Prompt
Please rewrite the records as a numbered list, starting at the beginning and going on through the line with "box: [839, 51, 955, 127]", that line included. Leave out blank lines and pictures.

(Stored data)
++++

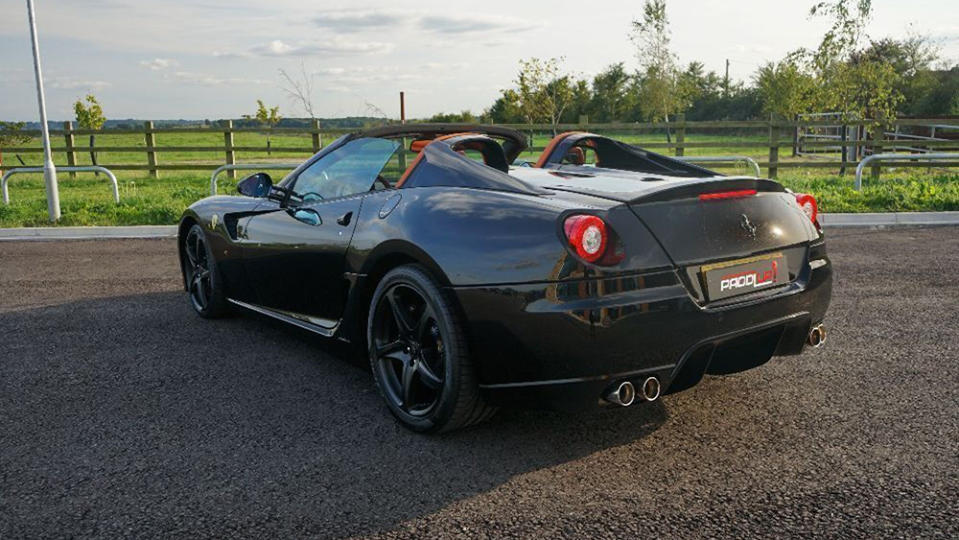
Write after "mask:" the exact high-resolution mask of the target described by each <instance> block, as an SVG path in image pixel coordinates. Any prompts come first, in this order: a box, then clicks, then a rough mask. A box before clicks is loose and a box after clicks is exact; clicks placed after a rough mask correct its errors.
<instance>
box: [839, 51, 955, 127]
mask: <svg viewBox="0 0 959 540" xmlns="http://www.w3.org/2000/svg"><path fill="white" fill-rule="evenodd" d="M938 59H939V49H938V48H937V47H936V46H935V45H934V44H933V43H932V42H930V40H929V39H928V38H926V37H924V36H921V35H918V34H915V33H910V34H909V35H908V36H907V37H906V38H904V39H902V40H896V39H892V38H883V39H880V40H878V41H870V42H869V46H868V47H866V48H864V49H862V50H858V51H853V53H852V55H851V56H850V59H849V61H850V62H851V63H852V64H853V65H856V66H860V65H863V64H868V63H879V64H888V65H890V66H892V68H893V71H894V72H895V73H896V74H898V81H897V83H896V90H898V92H899V93H901V94H902V102H903V104H905V105H906V106H907V107H908V110H906V111H905V112H906V114H919V113H920V112H919V111H918V110H916V109H917V107H918V106H919V103H921V102H922V100H923V96H926V95H929V94H930V93H933V92H935V91H936V89H937V87H938V86H939V79H938V78H937V77H936V74H935V73H934V71H933V64H934V63H935V62H936V61H937V60H938Z"/></svg>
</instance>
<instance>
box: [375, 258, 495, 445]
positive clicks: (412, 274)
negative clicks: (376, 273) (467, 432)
mask: <svg viewBox="0 0 959 540" xmlns="http://www.w3.org/2000/svg"><path fill="white" fill-rule="evenodd" d="M367 334H368V346H369V354H370V367H371V368H372V370H373V376H374V379H375V380H376V383H377V386H378V387H379V389H380V392H381V394H382V395H383V398H384V399H385V400H386V403H387V406H388V407H389V409H390V411H391V412H392V413H393V415H394V416H396V417H397V419H399V420H400V421H401V422H402V423H403V424H404V425H405V426H407V427H409V428H410V429H413V430H415V431H424V432H426V431H447V430H451V429H455V428H458V427H463V426H466V425H470V424H473V423H476V422H480V421H482V420H484V419H486V418H488V417H489V416H491V415H492V414H493V412H495V409H493V408H492V407H489V406H488V405H486V403H485V402H484V401H483V399H482V398H481V396H480V395H479V387H478V385H477V383H476V378H475V375H474V373H473V366H472V362H471V360H470V357H469V354H468V352H467V346H466V339H465V333H464V332H463V329H462V325H461V324H460V323H459V320H458V317H457V316H456V315H455V311H454V310H453V309H452V302H451V300H450V299H449V298H448V297H447V295H446V294H445V293H444V292H443V291H442V290H441V289H440V288H439V287H438V286H437V285H436V283H435V281H434V280H433V279H432V278H431V277H430V276H429V274H427V273H426V271H425V270H424V269H422V268H421V267H419V266H416V265H407V266H401V267H399V268H396V269H394V270H393V271H391V272H390V273H388V274H387V275H386V276H384V278H383V279H382V280H381V281H380V283H379V286H378V287H377V289H376V292H375V293H374V295H373V301H372V302H371V309H370V317H369V322H368V332H367Z"/></svg>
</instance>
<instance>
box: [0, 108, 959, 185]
mask: <svg viewBox="0 0 959 540" xmlns="http://www.w3.org/2000/svg"><path fill="white" fill-rule="evenodd" d="M835 124H836V121H835V120H832V121H821V122H817V121H803V122H786V121H774V120H770V121H756V120H751V121H686V120H685V119H684V118H682V116H681V115H680V117H679V118H678V119H677V120H675V121H673V122H668V123H664V122H661V123H648V122H647V123H606V124H561V125H558V126H556V130H557V131H560V132H561V131H591V132H595V133H601V134H606V135H610V136H614V137H615V136H627V135H640V134H643V135H651V134H655V133H660V134H665V133H670V134H671V135H672V139H671V140H670V141H669V142H667V141H665V140H663V141H649V142H642V143H639V144H640V145H641V146H642V147H644V148H648V149H653V150H658V151H664V150H665V151H672V153H673V154H674V155H676V156H683V155H685V154H686V150H687V149H690V148H701V149H708V148H726V149H728V148H735V149H756V150H760V149H768V158H767V159H766V160H765V161H761V160H757V161H758V163H759V165H760V166H761V167H763V168H765V169H767V171H768V172H767V174H768V176H769V177H770V178H776V177H777V176H778V173H779V170H780V169H784V168H805V167H814V168H834V169H840V170H846V168H847V167H850V166H853V168H854V165H855V164H856V163H857V162H856V161H854V160H851V159H838V160H837V159H822V158H819V159H816V158H812V159H788V160H783V159H781V156H780V149H782V148H788V149H791V150H792V151H793V152H792V153H793V155H796V152H795V151H796V149H797V145H798V144H799V141H798V136H797V134H798V132H799V130H800V129H801V128H809V127H815V126H817V125H821V126H834V125H835ZM844 125H848V126H870V125H873V124H871V123H870V122H867V121H851V122H846V123H844ZM930 126H935V127H936V128H938V129H939V131H938V133H939V134H940V137H939V138H938V139H937V140H921V141H917V140H915V139H909V140H908V141H903V140H891V139H888V138H883V137H882V136H879V137H873V138H863V139H850V140H839V141H804V142H803V143H802V145H803V147H804V148H806V149H809V148H827V147H828V148H832V149H835V148H842V147H847V148H860V149H863V150H865V152H843V153H842V155H843V156H845V155H846V154H851V155H860V154H865V155H868V154H872V153H880V152H886V151H895V150H896V149H897V148H900V149H901V148H905V147H907V146H908V147H909V148H911V149H912V150H913V151H915V150H916V149H917V148H920V149H922V150H926V151H940V152H946V151H959V119H955V118H918V119H917V118H911V119H899V120H897V121H896V122H895V124H893V125H892V126H884V129H883V130H875V131H877V132H879V133H882V132H888V131H889V130H890V129H892V128H895V130H896V132H899V131H900V130H903V131H904V132H905V131H908V130H909V129H910V128H916V127H930ZM944 126H945V128H946V129H945V130H944V129H943V127H944ZM508 127H512V128H515V129H518V130H521V131H524V132H527V133H529V134H530V139H531V140H532V139H533V134H536V135H537V136H539V137H542V136H543V134H549V133H551V132H552V130H553V126H550V125H545V124H533V125H526V124H520V125H508ZM949 128H953V129H952V130H951V131H950V129H949ZM722 130H736V136H738V137H744V136H745V137H751V138H753V139H759V140H735V139H730V140H722V141H715V140H713V141H708V140H705V141H696V140H690V138H689V136H690V135H691V133H696V132H698V133H703V132H708V133H709V134H711V135H722V133H721V131H722ZM351 131H355V129H329V128H321V126H320V124H319V122H318V121H316V120H314V121H313V123H312V126H311V127H303V128H273V129H265V128H256V127H242V128H239V127H234V125H233V121H232V120H227V121H225V122H221V123H220V124H219V125H215V126H211V127H190V128H156V127H154V124H153V122H145V123H144V124H143V127H142V128H140V129H108V130H96V131H91V130H78V129H74V127H73V124H72V122H65V123H64V125H63V129H61V130H53V131H51V132H50V135H51V140H58V139H59V140H62V141H63V142H64V145H63V146H60V145H55V146H52V147H51V151H52V152H53V153H54V154H55V155H56V154H65V155H66V162H67V164H68V165H77V164H78V163H79V160H78V154H79V153H80V152H89V151H90V150H91V149H90V147H89V146H83V145H78V144H77V142H76V137H77V136H87V135H138V136H142V137H143V139H142V140H143V145H142V146H140V145H138V146H109V145H104V146H95V148H94V149H93V150H94V151H95V152H97V153H101V152H102V153H109V152H125V153H142V154H144V155H145V160H144V161H145V163H104V164H102V165H105V166H107V167H108V168H110V169H112V170H118V171H146V172H147V173H148V175H149V176H150V177H152V178H157V177H158V176H159V174H160V171H188V170H213V169H216V168H217V167H219V166H220V165H223V164H231V163H237V162H238V154H241V153H246V152H256V153H264V152H277V153H284V152H286V153H289V152H296V153H304V154H312V153H315V152H318V151H319V150H320V148H322V146H323V139H324V137H332V136H338V135H341V134H344V133H348V132H351ZM22 133H26V134H28V135H35V136H37V137H39V131H36V132H31V131H26V132H22ZM184 133H205V134H217V133H222V135H223V144H222V145H195V146H173V145H169V146H164V145H162V144H161V143H162V141H163V138H164V136H166V135H170V134H184ZM238 133H260V134H273V135H281V134H286V135H303V136H304V139H306V137H305V136H307V135H308V136H309V145H303V146H242V145H237V144H236V142H235V135H236V134H238ZM744 133H746V134H745V135H744ZM2 134H3V132H0V135H2ZM764 134H765V136H763V135H764ZM946 136H951V137H954V138H952V139H949V138H946ZM542 150H543V147H542V146H533V145H531V148H530V152H531V153H538V152H541V151H542ZM0 152H2V153H3V154H6V155H8V156H9V155H12V154H31V153H41V152H43V149H42V148H41V147H39V146H37V145H34V146H11V147H6V148H0ZM173 152H197V153H210V154H220V155H222V156H223V160H222V161H220V160H219V159H215V160H206V161H211V162H210V163H195V162H189V163H182V162H181V163H164V162H163V154H164V153H173ZM0 155H2V154H0ZM530 155H532V154H530ZM957 165H959V164H957V163H952V162H948V163H939V164H937V165H936V166H939V167H942V166H949V167H952V166H957ZM7 166H8V167H9V166H10V164H9V162H8V163H7ZM729 166H735V165H729V164H717V165H716V167H729ZM896 166H897V167H929V166H930V165H929V164H925V163H915V162H910V163H898V164H897V165H896ZM70 174H71V176H73V175H74V174H75V173H70ZM235 174H236V173H235V172H234V171H230V176H231V177H232V178H235ZM873 176H874V177H878V167H874V168H873Z"/></svg>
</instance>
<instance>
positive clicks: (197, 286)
mask: <svg viewBox="0 0 959 540" xmlns="http://www.w3.org/2000/svg"><path fill="white" fill-rule="evenodd" d="M206 290H207V287H206V285H205V284H204V283H203V279H201V278H200V277H199V276H197V280H196V291H197V296H199V298H198V299H199V300H200V303H201V304H202V305H203V307H206V301H207V295H206Z"/></svg>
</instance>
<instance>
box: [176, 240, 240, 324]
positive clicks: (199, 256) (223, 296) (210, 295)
mask: <svg viewBox="0 0 959 540" xmlns="http://www.w3.org/2000/svg"><path fill="white" fill-rule="evenodd" d="M180 258H181V261H182V268H183V282H184V283H185V284H186V288H187V294H188V295H189V298H190V305H191V306H193V310H194V311H196V312H197V314H198V315H199V316H201V317H203V318H206V319H215V318H218V317H223V316H224V315H227V314H228V313H229V311H230V309H229V304H228V303H227V300H226V293H225V291H224V287H223V276H222V274H221V273H220V268H219V266H217V263H216V259H215V258H214V257H213V250H211V249H210V243H209V242H208V241H207V238H206V233H205V232H204V231H203V227H201V226H200V225H199V224H194V225H193V227H191V228H190V230H189V232H187V235H186V239H184V241H183V245H182V249H181V251H180Z"/></svg>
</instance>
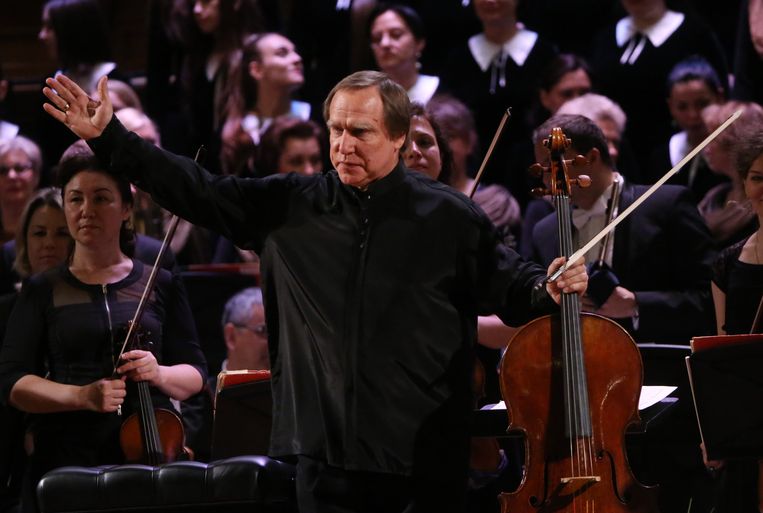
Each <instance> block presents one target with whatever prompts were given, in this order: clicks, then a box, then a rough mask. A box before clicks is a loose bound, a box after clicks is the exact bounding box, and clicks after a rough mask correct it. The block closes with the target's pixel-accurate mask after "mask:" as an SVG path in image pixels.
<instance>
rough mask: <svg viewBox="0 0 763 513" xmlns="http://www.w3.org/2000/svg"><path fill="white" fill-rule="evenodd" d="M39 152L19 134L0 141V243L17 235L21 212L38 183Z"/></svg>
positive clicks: (32, 145) (39, 173)
mask: <svg viewBox="0 0 763 513" xmlns="http://www.w3.org/2000/svg"><path fill="white" fill-rule="evenodd" d="M41 169H42V155H41V153H40V148H39V146H37V144H35V143H34V141H32V140H31V139H27V138H26V137H24V136H21V135H18V136H16V137H14V138H13V139H10V140H8V141H5V142H2V143H0V243H4V242H6V241H8V240H11V239H13V238H14V237H15V236H16V230H17V228H18V226H19V221H20V219H21V213H22V212H23V210H24V207H25V206H26V204H27V201H29V198H30V197H31V196H32V193H33V192H34V190H35V189H36V188H37V185H38V184H39V183H40V171H41Z"/></svg>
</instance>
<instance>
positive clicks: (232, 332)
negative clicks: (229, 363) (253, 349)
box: [223, 322, 236, 352]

++++

Answer box
1. Write after "mask:" the exact high-resolution mask of the target described by each <instance> block, as an SVG path in image pixel coordinates. Any prompts come first, in this order: a box, then clicks, then a rough mask. A box before clicks is loose and a box after clicks is exact; clicks placed after a rough mask correct its errors.
2. <instance>
3. box: [839, 51, 955, 127]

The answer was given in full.